■ **EXERCISE DETAILS**
Return the stretch of the entries from their start through the line containing "box: [274, 134, 336, 221]", character for character, leaving out the pictures.

+---+

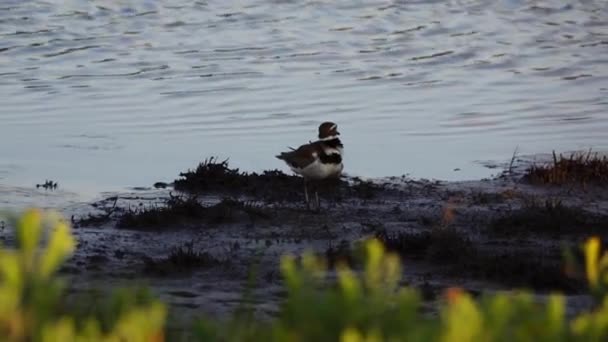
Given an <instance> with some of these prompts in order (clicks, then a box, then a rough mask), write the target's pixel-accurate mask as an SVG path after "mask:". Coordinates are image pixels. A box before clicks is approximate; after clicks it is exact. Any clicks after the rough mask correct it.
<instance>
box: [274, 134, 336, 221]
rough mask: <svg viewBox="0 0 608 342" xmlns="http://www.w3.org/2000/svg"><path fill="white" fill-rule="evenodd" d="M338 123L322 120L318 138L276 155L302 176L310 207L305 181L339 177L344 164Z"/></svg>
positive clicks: (330, 178)
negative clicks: (338, 129) (329, 121)
mask: <svg viewBox="0 0 608 342" xmlns="http://www.w3.org/2000/svg"><path fill="white" fill-rule="evenodd" d="M339 135H340V132H338V125H336V124H335V123H333V122H324V123H322V124H321V125H320V126H319V140H317V141H313V142H309V143H308V144H305V145H302V146H300V147H298V148H297V149H293V148H292V150H291V151H289V152H283V153H281V154H279V155H277V156H276V157H277V158H279V159H281V160H283V161H284V162H285V163H287V165H288V166H289V167H290V168H291V170H292V171H293V172H295V173H296V174H299V175H301V176H302V177H303V178H304V198H305V200H306V205H307V207H308V208H309V209H310V201H309V197H308V186H307V181H309V180H314V181H320V180H325V179H331V178H339V177H340V174H341V173H342V169H343V168H344V165H343V164H342V153H343V149H344V145H342V142H341V141H340V139H339V138H338V136H339ZM315 200H316V204H317V210H318V209H319V207H320V203H319V194H318V192H317V190H316V189H315Z"/></svg>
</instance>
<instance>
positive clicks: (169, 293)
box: [2, 160, 608, 318]
mask: <svg viewBox="0 0 608 342" xmlns="http://www.w3.org/2000/svg"><path fill="white" fill-rule="evenodd" d="M511 171H512V172H510V173H508V174H505V175H503V176H502V177H497V178H496V179H488V180H482V181H472V182H439V181H427V180H412V179H408V178H406V177H394V178H386V179H374V180H361V179H356V178H349V177H345V178H343V179H341V180H339V181H337V182H333V183H326V184H318V185H316V188H317V190H318V191H319V194H320V197H321V204H322V209H321V210H320V211H318V212H315V211H310V210H308V209H307V208H306V206H305V204H304V202H303V183H302V180H301V179H300V178H297V177H293V176H289V175H285V174H283V173H280V172H278V171H268V172H265V173H263V174H247V173H242V172H239V171H238V170H233V169H230V167H229V165H227V163H224V162H218V161H216V160H208V161H206V162H204V163H202V164H201V165H200V166H199V167H198V168H196V169H194V170H192V171H189V172H186V173H184V174H182V175H181V176H180V177H179V178H178V179H177V180H176V181H175V182H172V183H170V184H162V185H161V184H157V187H158V188H154V187H150V188H149V189H140V190H138V191H133V192H130V193H116V194H112V195H109V196H106V197H105V198H103V199H101V200H99V201H96V202H93V203H84V204H78V205H71V206H70V207H68V208H65V210H64V214H65V215H66V216H67V217H70V218H71V219H72V222H73V225H74V231H75V233H76V235H77V237H78V241H79V246H78V250H77V252H76V255H75V256H74V257H73V258H72V259H71V260H70V262H69V263H68V264H67V265H66V267H65V268H64V269H63V272H64V273H65V274H67V275H69V276H70V279H71V286H72V288H73V290H74V291H85V290H89V289H90V288H92V287H102V288H104V287H108V286H114V285H121V284H122V285H124V284H133V283H139V284H147V285H150V286H151V287H152V288H153V289H154V290H155V291H156V292H157V293H159V295H160V296H161V297H162V298H163V299H165V300H166V301H167V302H168V303H170V304H171V307H172V310H174V313H175V315H174V316H173V317H178V318H179V317H196V315H198V314H199V313H207V314H213V315H220V316H221V315H224V314H227V313H229V312H232V311H233V310H234V309H236V308H237V307H238V306H239V305H241V304H242V295H243V291H244V290H245V288H246V287H247V284H250V280H252V279H253V283H254V284H255V288H254V290H253V297H252V298H253V300H254V303H253V304H254V305H255V307H256V309H257V310H258V312H259V314H260V315H261V316H264V315H271V314H272V313H273V312H274V310H276V307H277V305H278V303H280V300H281V298H282V297H283V295H284V293H283V289H282V286H281V278H280V274H279V273H278V262H279V258H280V256H281V255H283V254H286V253H301V252H303V251H304V250H314V251H315V252H316V253H319V254H321V255H325V256H326V257H327V260H328V263H329V264H330V266H331V265H333V264H335V263H336V262H348V263H350V264H351V265H352V266H353V267H355V268H357V267H358V258H357V254H356V252H355V248H354V246H355V245H356V244H357V242H358V241H360V240H362V239H365V238H369V237H376V238H379V239H380V240H381V241H383V242H384V243H385V244H386V246H387V247H388V248H390V249H391V250H393V251H395V252H397V253H399V254H400V255H401V257H402V258H403V261H404V265H405V279H406V281H407V283H408V284H409V285H411V286H415V287H419V288H420V289H421V290H422V291H423V293H424V295H425V298H426V299H427V300H428V303H429V308H432V307H433V305H432V304H433V303H434V301H435V299H436V297H437V295H438V294H439V292H440V291H441V290H442V289H444V288H446V287H451V286H459V287H463V288H465V289H467V290H469V291H471V292H473V293H481V292H487V291H502V290H511V289H514V288H528V289H532V290H535V291H536V292H537V293H538V294H539V298H542V296H543V295H544V294H547V293H549V292H551V291H562V292H565V293H567V294H569V295H570V296H569V297H568V298H569V299H570V306H569V308H570V310H571V313H574V312H577V311H579V310H581V309H583V308H586V307H587V306H588V303H589V299H588V298H587V297H586V286H585V283H584V281H583V280H582V279H580V277H577V275H576V274H573V273H572V272H566V271H567V269H566V267H565V265H564V264H563V257H562V256H563V248H564V247H568V246H571V247H575V246H576V245H577V244H579V243H580V242H581V241H583V240H584V239H586V238H587V237H589V236H590V235H592V234H593V235H599V236H601V237H602V239H606V238H607V237H608V236H607V235H608V191H606V188H605V187H604V186H603V185H601V184H600V185H593V184H592V185H589V184H586V185H585V186H582V185H577V184H570V185H568V186H563V185H550V184H549V185H547V184H544V185H538V184H531V183H530V182H529V181H528V180H526V179H525V177H522V175H521V174H518V173H517V172H514V171H513V170H511ZM2 234H3V236H5V237H6V236H7V234H6V232H3V233H2Z"/></svg>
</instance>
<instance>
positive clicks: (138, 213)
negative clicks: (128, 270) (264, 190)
mask: <svg viewBox="0 0 608 342" xmlns="http://www.w3.org/2000/svg"><path fill="white" fill-rule="evenodd" d="M239 213H242V214H244V215H242V216H245V217H247V218H248V219H249V220H250V221H251V222H253V221H255V220H256V219H267V218H270V214H269V213H268V212H267V211H266V210H264V209H263V208H262V207H260V206H257V205H255V204H253V203H250V202H243V201H238V200H234V199H231V198H225V199H223V200H222V201H220V202H219V203H217V204H215V205H212V206H204V205H203V204H201V203H200V202H199V201H198V199H197V198H196V196H189V197H180V196H171V197H170V198H169V199H168V200H167V201H166V203H165V204H164V205H161V206H157V205H153V206H148V207H144V208H141V209H129V210H127V211H126V212H125V213H123V214H122V215H121V216H120V217H119V218H118V221H117V223H116V225H117V227H119V228H130V229H155V228H156V229H157V228H162V227H173V226H175V225H176V224H180V223H188V222H204V223H209V224H220V223H228V222H233V221H236V220H237V218H241V216H238V214H239Z"/></svg>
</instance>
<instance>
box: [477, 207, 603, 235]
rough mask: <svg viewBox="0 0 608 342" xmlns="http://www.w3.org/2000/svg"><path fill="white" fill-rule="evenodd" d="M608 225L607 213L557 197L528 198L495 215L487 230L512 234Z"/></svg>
mask: <svg viewBox="0 0 608 342" xmlns="http://www.w3.org/2000/svg"><path fill="white" fill-rule="evenodd" d="M607 229H608V216H605V215H599V214H594V213H590V212H588V211H587V210H584V209H582V208H578V207H570V206H566V205H564V204H563V203H562V202H561V201H560V200H551V199H545V200H543V201H538V200H530V201H527V202H526V203H525V204H524V206H523V207H522V208H520V209H516V210H512V211H509V212H508V213H506V214H505V215H503V216H501V217H498V218H497V219H495V220H494V221H492V222H491V223H490V225H489V232H490V233H493V234H498V235H512V234H555V235H560V234H583V235H589V234H592V233H595V232H602V231H604V232H605V231H606V230H607Z"/></svg>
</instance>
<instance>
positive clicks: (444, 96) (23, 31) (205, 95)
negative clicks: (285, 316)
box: [0, 0, 608, 188]
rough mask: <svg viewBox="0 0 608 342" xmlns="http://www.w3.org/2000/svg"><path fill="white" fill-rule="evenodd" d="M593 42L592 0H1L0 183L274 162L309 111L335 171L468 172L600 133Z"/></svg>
mask: <svg viewBox="0 0 608 342" xmlns="http://www.w3.org/2000/svg"><path fill="white" fill-rule="evenodd" d="M607 61H608V3H607V2H606V1H604V0H586V1H583V0H580V1H570V2H567V1H523V0H521V1H517V0H502V1H489V0H488V1H474V0H468V1H467V0H461V1H433V0H420V1H356V0H348V1H287V0H286V1H279V0H275V1H272V0H252V1H224V0H221V1H219V0H217V1H216V0H212V1H191V0H187V1H186V0H173V1H159V0H157V1H153V0H140V1H134V0H132V1H131V0H122V1H119V0H89V1H84V0H66V1H59V0H52V1H27V0H4V1H2V2H0V183H5V184H33V183H35V182H41V181H43V180H44V179H45V178H52V179H54V180H57V181H59V182H60V184H71V185H72V186H73V187H84V188H89V187H97V186H99V187H102V188H103V187H108V186H135V185H149V184H151V183H152V182H154V181H157V180H171V179H173V178H174V177H175V176H176V175H177V174H178V173H179V171H182V170H184V169H187V168H189V167H193V166H195V165H196V163H197V162H198V161H199V160H201V159H202V158H204V157H207V156H211V155H218V156H220V157H230V158H231V162H232V164H233V165H236V166H239V167H241V168H243V169H246V170H262V169H268V168H277V167H279V168H283V169H285V168H284V167H283V166H282V165H281V163H280V162H279V161H278V160H276V159H275V158H274V155H275V154H276V153H277V152H279V151H281V150H283V149H284V148H285V147H286V146H288V145H290V146H294V145H298V144H299V143H304V142H307V141H309V140H311V139H313V138H314V136H315V134H316V126H317V125H318V124H319V123H320V122H321V121H324V120H333V121H336V122H337V123H338V124H339V126H340V130H341V132H342V136H343V140H344V142H345V145H346V157H345V158H346V161H345V162H346V171H347V172H349V173H351V174H357V175H362V176H370V177H375V176H385V175H401V174H404V173H409V174H411V175H413V176H415V177H427V178H443V179H458V178H461V179H463V178H477V177H482V176H486V175H488V174H489V172H494V171H495V170H494V171H492V170H487V169H484V168H483V167H481V166H479V164H478V163H476V161H480V160H505V159H509V158H510V156H511V154H512V153H513V150H514V149H515V148H516V147H518V146H519V151H520V152H522V153H537V152H548V151H551V150H552V149H557V150H572V149H579V148H588V147H593V148H595V149H598V150H602V149H607V148H608V136H607V135H608V133H607V132H608V78H607V76H608V67H607V64H606V62H607ZM455 168H459V169H460V171H454V169H455Z"/></svg>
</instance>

+---+

■ **TASK RESPONSE**
Given an <instance> with some of these prompts in order (clicks, then a box, then a rough mask), write the target's pixel-accurate mask as an SVG path after "mask:". Coordinates are image pixels. A box before clicks is approximate; after clicks it is exact. Any clicks after the rough mask correct it.
<instance>
box: [274, 134, 336, 221]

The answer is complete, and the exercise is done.